# Exercise instructions
For the word "picture", report how many lines of the records below contain it, and nothing more.

# Record set
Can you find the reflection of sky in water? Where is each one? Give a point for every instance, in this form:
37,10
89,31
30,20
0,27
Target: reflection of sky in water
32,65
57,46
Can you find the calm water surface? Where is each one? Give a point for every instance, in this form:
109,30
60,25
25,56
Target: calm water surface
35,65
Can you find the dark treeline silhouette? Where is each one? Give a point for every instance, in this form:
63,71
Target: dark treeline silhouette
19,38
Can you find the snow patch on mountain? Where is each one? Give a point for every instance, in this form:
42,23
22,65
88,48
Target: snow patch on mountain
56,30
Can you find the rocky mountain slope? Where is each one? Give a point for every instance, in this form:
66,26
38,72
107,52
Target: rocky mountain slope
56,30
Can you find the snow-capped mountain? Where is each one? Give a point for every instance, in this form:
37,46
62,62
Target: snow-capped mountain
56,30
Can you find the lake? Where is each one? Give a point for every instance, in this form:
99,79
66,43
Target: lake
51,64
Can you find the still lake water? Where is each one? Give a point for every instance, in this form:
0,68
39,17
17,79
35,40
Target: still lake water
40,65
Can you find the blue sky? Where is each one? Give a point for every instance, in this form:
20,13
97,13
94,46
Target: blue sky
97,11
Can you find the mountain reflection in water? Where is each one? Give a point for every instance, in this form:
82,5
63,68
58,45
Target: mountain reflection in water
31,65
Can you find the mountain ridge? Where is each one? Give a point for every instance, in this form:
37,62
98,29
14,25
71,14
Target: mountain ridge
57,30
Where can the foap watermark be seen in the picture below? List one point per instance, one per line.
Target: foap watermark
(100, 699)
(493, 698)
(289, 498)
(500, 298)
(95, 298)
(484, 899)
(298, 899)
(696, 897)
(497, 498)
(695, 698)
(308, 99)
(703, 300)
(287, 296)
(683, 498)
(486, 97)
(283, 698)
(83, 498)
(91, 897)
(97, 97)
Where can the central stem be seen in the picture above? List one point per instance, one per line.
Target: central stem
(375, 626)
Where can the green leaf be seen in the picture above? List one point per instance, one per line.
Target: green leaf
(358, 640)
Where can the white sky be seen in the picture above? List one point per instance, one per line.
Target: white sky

# Exercise response
4